━━━ Information provided ━━━

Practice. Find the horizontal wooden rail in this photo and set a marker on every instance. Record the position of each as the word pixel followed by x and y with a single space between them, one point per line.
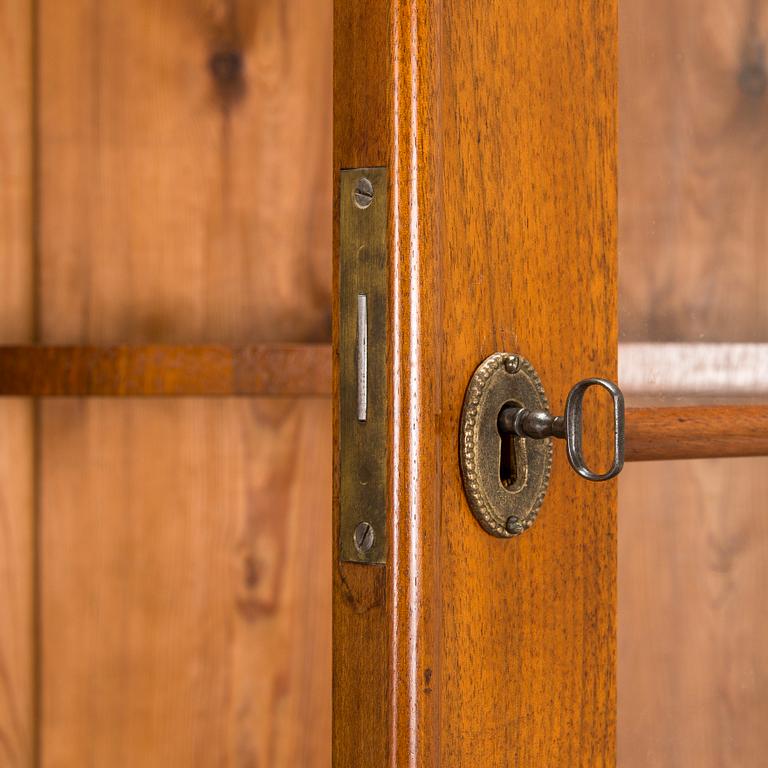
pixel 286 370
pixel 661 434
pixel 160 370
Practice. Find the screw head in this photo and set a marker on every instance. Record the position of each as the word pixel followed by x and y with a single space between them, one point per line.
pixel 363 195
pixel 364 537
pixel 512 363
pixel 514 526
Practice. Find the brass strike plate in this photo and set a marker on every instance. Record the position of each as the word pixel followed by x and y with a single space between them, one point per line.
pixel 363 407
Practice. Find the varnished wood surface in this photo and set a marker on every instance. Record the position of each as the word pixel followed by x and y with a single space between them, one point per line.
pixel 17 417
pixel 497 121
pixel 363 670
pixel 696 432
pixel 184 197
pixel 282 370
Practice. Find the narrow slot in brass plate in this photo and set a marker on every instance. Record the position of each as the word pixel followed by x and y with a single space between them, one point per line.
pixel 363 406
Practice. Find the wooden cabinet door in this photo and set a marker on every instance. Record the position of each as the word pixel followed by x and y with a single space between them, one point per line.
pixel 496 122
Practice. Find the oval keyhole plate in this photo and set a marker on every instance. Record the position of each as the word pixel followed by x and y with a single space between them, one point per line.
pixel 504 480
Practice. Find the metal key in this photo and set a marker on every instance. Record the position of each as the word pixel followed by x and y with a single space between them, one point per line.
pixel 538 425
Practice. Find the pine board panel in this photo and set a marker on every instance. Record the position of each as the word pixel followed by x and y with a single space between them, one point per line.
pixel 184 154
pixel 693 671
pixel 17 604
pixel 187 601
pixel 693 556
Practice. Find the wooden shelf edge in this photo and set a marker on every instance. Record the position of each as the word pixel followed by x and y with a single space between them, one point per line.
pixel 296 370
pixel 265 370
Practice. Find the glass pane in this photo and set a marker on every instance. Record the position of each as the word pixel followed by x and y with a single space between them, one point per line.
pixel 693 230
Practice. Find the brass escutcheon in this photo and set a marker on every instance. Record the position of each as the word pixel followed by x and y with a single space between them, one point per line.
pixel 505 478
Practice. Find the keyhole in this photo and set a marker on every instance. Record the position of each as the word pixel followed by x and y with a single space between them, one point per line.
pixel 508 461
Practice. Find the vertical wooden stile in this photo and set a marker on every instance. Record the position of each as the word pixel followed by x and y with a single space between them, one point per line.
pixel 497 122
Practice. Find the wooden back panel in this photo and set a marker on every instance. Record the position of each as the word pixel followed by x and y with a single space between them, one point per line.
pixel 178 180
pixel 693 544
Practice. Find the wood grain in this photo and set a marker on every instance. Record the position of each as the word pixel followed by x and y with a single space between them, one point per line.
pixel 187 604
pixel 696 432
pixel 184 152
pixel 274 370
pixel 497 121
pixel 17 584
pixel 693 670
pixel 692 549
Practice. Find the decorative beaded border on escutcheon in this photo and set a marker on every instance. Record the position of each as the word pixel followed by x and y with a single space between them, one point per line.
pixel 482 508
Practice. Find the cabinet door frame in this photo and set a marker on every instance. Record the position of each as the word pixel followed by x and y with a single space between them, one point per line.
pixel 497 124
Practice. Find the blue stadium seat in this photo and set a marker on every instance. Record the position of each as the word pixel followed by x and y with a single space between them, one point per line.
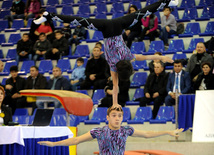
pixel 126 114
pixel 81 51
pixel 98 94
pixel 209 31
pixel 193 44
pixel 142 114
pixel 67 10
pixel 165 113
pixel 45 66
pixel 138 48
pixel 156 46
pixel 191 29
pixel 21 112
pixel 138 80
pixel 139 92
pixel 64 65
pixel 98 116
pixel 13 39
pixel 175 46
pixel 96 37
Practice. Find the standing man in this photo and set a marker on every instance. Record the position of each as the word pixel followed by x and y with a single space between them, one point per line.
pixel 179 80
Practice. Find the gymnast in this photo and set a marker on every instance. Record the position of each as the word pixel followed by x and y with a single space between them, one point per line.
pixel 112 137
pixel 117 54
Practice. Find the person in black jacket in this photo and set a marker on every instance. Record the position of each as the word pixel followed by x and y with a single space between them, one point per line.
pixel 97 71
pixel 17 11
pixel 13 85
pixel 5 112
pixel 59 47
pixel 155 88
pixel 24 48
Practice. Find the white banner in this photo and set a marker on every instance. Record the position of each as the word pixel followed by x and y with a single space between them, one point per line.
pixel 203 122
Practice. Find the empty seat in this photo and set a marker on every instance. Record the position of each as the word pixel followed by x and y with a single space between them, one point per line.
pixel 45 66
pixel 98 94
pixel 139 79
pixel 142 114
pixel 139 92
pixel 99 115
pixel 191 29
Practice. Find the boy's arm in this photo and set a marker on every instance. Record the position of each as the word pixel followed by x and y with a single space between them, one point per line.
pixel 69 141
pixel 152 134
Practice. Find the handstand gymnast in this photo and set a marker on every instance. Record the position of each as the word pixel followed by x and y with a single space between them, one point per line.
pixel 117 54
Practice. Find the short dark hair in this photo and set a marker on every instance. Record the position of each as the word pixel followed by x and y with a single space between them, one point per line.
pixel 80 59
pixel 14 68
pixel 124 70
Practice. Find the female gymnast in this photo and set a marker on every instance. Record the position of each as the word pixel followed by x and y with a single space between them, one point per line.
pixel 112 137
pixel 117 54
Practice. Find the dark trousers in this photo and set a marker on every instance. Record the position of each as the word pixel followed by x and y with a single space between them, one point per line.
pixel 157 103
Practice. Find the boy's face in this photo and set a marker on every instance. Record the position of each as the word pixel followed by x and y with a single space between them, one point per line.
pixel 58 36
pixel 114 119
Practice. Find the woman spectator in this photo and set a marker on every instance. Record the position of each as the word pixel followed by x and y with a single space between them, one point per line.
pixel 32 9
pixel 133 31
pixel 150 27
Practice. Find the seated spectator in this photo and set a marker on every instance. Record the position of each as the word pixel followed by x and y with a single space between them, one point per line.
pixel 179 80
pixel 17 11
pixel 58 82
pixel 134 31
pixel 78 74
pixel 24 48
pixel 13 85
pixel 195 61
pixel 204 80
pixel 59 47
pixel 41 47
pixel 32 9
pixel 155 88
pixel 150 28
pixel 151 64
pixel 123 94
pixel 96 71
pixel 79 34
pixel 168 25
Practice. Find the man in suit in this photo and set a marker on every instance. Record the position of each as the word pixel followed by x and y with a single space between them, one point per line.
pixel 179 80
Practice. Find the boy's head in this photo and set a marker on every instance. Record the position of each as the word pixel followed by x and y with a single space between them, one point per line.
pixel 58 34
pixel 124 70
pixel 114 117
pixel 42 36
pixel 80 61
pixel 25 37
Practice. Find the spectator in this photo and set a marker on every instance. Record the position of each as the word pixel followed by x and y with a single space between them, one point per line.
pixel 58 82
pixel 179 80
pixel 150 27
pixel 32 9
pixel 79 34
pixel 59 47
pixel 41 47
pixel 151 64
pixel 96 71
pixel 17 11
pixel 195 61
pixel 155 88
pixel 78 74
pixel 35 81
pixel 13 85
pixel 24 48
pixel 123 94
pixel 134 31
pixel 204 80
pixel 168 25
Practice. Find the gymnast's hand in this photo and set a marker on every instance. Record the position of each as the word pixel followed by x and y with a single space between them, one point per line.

━━━

### Instruction:
Write out again the lines of the material above, from the line containing "Practice. Find the brass escutcheon" up to and including the line containing "pixel 505 478", requests included, scaling each pixel coordinate in the answers by 0.55 and rounding to a whole number, with halves rounded up. Give only those lines.

### Exercise answer:
Practice. Find the brass escutcheon in this photo and set a marker on every instance. Record the position of each as the word pixel followed by x and y with a single space between them, one point per line.
pixel 278 263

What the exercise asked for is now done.